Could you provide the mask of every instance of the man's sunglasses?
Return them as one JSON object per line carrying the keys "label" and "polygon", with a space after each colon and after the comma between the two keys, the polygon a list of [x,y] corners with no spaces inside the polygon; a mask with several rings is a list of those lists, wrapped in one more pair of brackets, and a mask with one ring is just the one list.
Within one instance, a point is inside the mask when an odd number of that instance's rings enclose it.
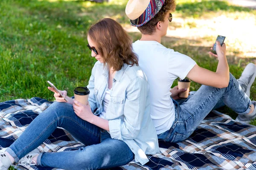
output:
{"label": "man's sunglasses", "polygon": [[90,49],[90,51],[93,51],[94,52],[94,53],[95,53],[95,54],[96,55],[98,55],[99,54],[98,53],[98,51],[97,51],[97,50],[96,50],[96,49],[94,47],[91,47],[91,46],[90,46],[90,45],[89,45],[89,44],[88,44],[87,45],[87,46],[88,47],[88,48],[89,48],[89,49]]}
{"label": "man's sunglasses", "polygon": [[168,19],[168,21],[169,21],[169,23],[171,23],[172,22],[172,14],[170,13],[170,14],[169,14],[169,18],[165,18],[164,19],[164,20],[166,20],[166,19]]}

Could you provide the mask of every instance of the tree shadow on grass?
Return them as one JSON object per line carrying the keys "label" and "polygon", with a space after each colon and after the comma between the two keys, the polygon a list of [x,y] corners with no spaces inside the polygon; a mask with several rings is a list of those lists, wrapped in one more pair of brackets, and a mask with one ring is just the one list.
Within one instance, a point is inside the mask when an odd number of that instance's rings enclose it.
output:
{"label": "tree shadow on grass", "polygon": [[[183,17],[201,17],[206,13],[224,11],[230,12],[236,11],[254,11],[256,10],[249,8],[230,5],[226,1],[220,0],[202,0],[201,2],[186,2],[178,3],[176,7],[176,11],[182,14]],[[212,17],[215,17],[212,15]]]}

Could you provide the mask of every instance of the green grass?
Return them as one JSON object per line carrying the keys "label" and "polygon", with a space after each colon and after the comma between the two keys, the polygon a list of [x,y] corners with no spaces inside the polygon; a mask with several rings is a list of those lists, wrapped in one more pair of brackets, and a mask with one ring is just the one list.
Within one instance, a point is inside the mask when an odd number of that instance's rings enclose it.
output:
{"label": "green grass", "polygon": [[[128,0],[96,3],[83,0],[1,0],[0,2],[0,102],[38,96],[54,100],[47,89],[47,80],[73,96],[74,88],[88,83],[96,60],[86,47],[87,30],[97,20],[110,17],[123,26],[129,24],[125,13]],[[186,20],[184,25],[169,24],[172,29],[197,28],[197,18],[214,19],[224,15],[243,19],[256,17],[256,11],[218,0],[177,0],[175,16]],[[190,19],[193,20],[190,20]],[[136,40],[137,32],[129,32]],[[248,33],[249,34],[249,33]],[[177,35],[177,36],[178,35]],[[207,54],[212,36],[181,38],[165,37],[162,43],[192,58],[200,65],[212,71],[217,67],[216,59]],[[200,45],[198,45],[200,44]],[[253,58],[235,56],[243,51],[230,48],[227,57],[230,72],[236,78]],[[177,85],[175,82],[174,85]],[[200,85],[192,82],[192,91]],[[251,87],[251,98],[256,99],[256,87]],[[220,110],[233,118],[236,115],[226,108]],[[256,125],[256,121],[252,123]]]}

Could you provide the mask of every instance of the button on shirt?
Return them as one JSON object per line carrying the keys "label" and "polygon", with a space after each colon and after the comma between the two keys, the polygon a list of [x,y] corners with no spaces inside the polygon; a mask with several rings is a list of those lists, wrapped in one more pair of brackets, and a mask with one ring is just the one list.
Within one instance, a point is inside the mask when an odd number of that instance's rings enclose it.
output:
{"label": "button on shirt", "polygon": [[[87,88],[92,111],[99,115],[108,90],[109,70],[98,61],[92,71]],[[145,154],[159,152],[157,136],[150,117],[149,85],[140,68],[126,64],[116,72],[105,119],[109,120],[112,139],[123,141],[135,155],[135,161],[144,164]]]}

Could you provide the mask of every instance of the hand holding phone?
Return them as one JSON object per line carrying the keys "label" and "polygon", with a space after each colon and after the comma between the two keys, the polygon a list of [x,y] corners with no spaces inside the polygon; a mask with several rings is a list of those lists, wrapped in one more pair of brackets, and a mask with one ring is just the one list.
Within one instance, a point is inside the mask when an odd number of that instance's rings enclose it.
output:
{"label": "hand holding phone", "polygon": [[56,92],[58,93],[59,94],[60,94],[60,95],[61,95],[61,96],[62,97],[63,97],[64,98],[64,99],[65,100],[65,101],[66,102],[67,102],[67,99],[66,98],[66,97],[65,97],[64,96],[63,96],[63,94],[62,94],[62,93],[61,93],[61,92],[60,91],[59,91],[58,88],[56,88],[56,87],[55,87],[55,86],[53,85],[53,84],[52,83],[49,81],[47,81],[47,82],[54,89],[54,90],[55,90],[55,91],[56,91]]}
{"label": "hand holding phone", "polygon": [[220,42],[221,44],[221,46],[222,46],[223,43],[224,42],[224,40],[225,40],[225,37],[221,36],[220,35],[218,35],[217,37],[217,39],[215,41],[215,43],[214,43],[214,45],[213,45],[213,47],[212,48],[212,53],[217,54],[217,52],[216,52],[216,42],[217,41]]}

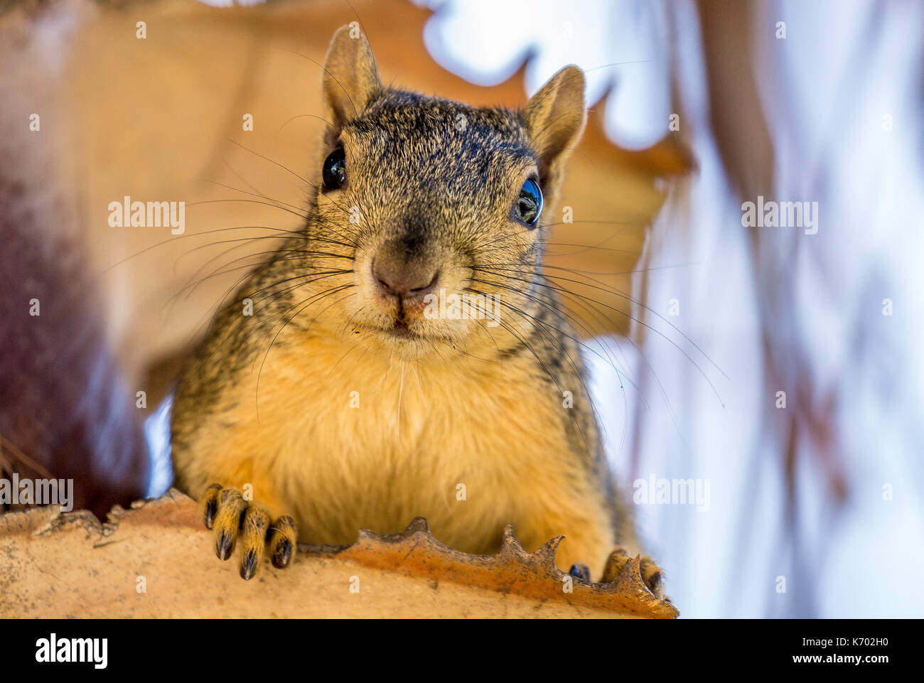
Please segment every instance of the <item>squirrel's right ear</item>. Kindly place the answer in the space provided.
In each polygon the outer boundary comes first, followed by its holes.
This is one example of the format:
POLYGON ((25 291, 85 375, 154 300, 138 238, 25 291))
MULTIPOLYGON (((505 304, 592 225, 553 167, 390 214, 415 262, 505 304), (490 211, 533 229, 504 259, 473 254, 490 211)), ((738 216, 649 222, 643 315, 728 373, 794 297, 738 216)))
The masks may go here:
POLYGON ((372 48, 356 26, 341 26, 331 39, 321 86, 334 136, 382 91, 372 48))
POLYGON ((538 156, 542 192, 553 203, 587 122, 584 72, 574 65, 563 68, 529 98, 521 116, 538 156))

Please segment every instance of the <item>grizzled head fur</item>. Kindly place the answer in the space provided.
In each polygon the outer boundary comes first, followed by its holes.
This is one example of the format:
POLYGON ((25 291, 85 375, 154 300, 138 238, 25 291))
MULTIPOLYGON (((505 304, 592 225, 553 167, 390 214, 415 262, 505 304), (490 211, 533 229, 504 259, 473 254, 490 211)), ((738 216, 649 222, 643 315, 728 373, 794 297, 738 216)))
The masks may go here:
POLYGON ((473 107, 383 86, 365 37, 345 26, 322 89, 328 126, 308 238, 314 253, 329 254, 317 260, 333 274, 319 291, 343 287, 328 314, 344 334, 403 358, 446 345, 496 348, 505 335, 525 334, 549 297, 538 288, 539 264, 584 127, 583 73, 562 69, 519 112, 473 107), (530 179, 544 197, 533 225, 517 210, 530 179), (441 297, 451 308, 452 295, 491 314, 456 320, 432 314, 439 303, 428 309, 441 297))

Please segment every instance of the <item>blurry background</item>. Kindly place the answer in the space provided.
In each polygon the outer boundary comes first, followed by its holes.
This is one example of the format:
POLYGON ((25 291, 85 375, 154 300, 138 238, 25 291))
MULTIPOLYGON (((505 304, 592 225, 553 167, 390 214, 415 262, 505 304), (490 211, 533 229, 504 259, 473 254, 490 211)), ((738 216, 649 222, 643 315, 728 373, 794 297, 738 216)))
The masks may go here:
POLYGON ((28 136, 41 111, 28 144, 48 157, 3 164, 71 207, 38 227, 85 258, 126 400, 147 392, 150 494, 170 482, 179 360, 273 229, 298 225, 317 62, 358 21, 386 82, 473 104, 586 70, 574 222, 545 262, 573 292, 608 452, 683 616, 924 614, 924 5, 227 5, 0 15, 17 65, 0 133, 28 136), (126 195, 185 201, 187 234, 109 226, 126 195), (817 202, 817 232, 744 226, 759 197, 817 202), (652 480, 708 495, 646 504, 652 480))

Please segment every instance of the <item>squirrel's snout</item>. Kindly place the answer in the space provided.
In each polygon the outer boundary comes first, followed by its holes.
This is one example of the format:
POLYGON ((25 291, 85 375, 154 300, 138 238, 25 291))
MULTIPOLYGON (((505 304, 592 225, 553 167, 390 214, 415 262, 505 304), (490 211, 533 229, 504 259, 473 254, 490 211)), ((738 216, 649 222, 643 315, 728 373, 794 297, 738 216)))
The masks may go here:
POLYGON ((376 257, 371 270, 380 291, 405 303, 422 300, 436 288, 440 277, 439 270, 432 263, 387 257, 376 257))

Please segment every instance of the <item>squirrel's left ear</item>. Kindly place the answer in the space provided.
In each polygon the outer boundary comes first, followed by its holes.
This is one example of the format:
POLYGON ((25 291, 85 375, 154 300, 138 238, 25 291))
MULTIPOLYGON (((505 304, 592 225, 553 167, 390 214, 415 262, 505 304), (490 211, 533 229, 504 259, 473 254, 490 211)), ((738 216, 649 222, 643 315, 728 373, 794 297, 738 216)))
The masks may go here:
POLYGON ((539 156, 542 192, 555 198, 565 164, 587 121, 584 72, 574 65, 563 68, 529 98, 521 116, 539 156))
POLYGON ((331 39, 321 85, 334 137, 382 91, 372 48, 355 26, 341 26, 331 39))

------------------------------------------------------------------------

What is asked —
Copy out, unchanged, every line from the one with "Please segment every instance of the <item>squirrel's right" to the one with "POLYGON ((538 156, 542", including both of those lines.

Output below —
Please segment every instance of the <item>squirrel's right ear</item>. Kindly place the answer in the space provided.
In each polygon the outer boundary comes first, followed by its holes.
This is one example of the format:
POLYGON ((25 291, 85 375, 154 300, 138 238, 25 291))
MULTIPOLYGON (((505 304, 592 225, 553 167, 390 214, 415 262, 505 304), (490 211, 533 229, 504 259, 473 254, 490 211)), ((738 216, 649 222, 643 315, 728 373, 794 297, 738 216)))
The masks may go here:
POLYGON ((372 48, 356 26, 341 26, 331 39, 321 86, 334 136, 382 91, 372 48))
POLYGON ((538 156, 542 192, 553 203, 587 122, 584 72, 574 65, 563 68, 529 98, 521 116, 538 156))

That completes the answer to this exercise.